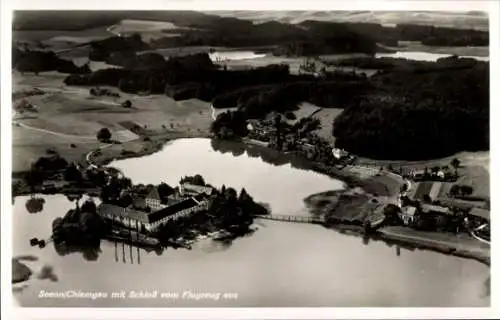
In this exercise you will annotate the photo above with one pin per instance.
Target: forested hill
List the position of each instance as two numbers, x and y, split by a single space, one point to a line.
307 38
419 115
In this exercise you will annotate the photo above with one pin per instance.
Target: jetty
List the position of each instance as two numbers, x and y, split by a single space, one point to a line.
291 218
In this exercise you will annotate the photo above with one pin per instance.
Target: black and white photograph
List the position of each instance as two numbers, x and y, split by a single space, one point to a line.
249 158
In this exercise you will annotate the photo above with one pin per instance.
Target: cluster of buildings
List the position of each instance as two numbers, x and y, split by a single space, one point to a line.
151 213
430 199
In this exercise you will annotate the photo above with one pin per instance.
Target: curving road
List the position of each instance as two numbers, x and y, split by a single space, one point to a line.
475 236
64 135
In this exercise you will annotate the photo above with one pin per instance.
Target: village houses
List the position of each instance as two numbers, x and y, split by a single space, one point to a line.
149 214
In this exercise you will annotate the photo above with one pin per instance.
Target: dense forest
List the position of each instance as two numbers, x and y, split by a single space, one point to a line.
419 115
306 38
40 61
413 111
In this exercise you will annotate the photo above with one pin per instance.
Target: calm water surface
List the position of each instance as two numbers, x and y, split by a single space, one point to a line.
235 55
280 265
423 56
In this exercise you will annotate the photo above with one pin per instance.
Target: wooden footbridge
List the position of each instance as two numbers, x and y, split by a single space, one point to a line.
290 218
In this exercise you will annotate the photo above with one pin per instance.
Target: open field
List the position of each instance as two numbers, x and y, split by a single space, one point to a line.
459 51
478 178
441 19
69 115
146 28
461 244
326 117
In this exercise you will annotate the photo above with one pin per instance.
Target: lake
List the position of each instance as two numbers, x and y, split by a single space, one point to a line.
423 56
280 265
235 55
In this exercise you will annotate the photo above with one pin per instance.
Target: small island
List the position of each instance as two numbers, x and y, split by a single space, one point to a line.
148 216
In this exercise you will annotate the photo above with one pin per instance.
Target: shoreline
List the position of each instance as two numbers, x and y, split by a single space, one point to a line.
406 242
349 179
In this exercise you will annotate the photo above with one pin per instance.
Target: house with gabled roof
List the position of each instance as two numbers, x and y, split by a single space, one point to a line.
152 221
188 189
153 199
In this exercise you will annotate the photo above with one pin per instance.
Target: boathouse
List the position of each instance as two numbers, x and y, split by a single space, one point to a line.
188 189
408 215
153 200
152 221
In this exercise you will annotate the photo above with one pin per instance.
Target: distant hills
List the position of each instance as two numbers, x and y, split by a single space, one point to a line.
460 20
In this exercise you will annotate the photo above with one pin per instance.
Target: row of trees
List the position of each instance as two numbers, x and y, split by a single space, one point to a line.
419 116
40 61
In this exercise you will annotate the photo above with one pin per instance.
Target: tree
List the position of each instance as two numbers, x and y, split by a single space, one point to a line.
89 206
455 163
35 205
391 213
466 190
441 223
127 104
72 173
104 135
454 190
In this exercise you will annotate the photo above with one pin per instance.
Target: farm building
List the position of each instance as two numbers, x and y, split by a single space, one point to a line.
339 153
408 215
431 189
434 209
191 189
152 221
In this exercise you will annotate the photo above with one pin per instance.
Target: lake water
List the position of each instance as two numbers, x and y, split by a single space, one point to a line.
280 265
235 55
423 56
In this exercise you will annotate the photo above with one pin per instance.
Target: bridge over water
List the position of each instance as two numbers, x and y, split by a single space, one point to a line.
290 218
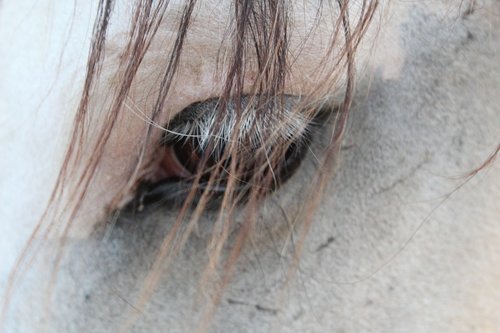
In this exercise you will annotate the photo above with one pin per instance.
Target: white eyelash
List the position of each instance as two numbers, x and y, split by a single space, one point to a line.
276 126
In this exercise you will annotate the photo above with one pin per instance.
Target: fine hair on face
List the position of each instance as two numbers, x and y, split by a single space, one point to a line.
231 132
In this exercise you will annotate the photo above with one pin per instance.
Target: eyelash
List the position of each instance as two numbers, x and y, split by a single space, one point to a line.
186 155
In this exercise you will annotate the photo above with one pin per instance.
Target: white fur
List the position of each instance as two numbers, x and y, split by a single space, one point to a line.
397 244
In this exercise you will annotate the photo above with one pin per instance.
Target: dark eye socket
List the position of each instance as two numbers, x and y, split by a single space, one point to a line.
184 158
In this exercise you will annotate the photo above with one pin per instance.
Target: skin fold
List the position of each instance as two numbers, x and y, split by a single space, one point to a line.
401 241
# # # # # # #
Exercise aim:
Locate each line in the items above that contains the word "white" and copy those lines.

Result:
Target: black and white photograph
Target: white eyelash
Target: white fur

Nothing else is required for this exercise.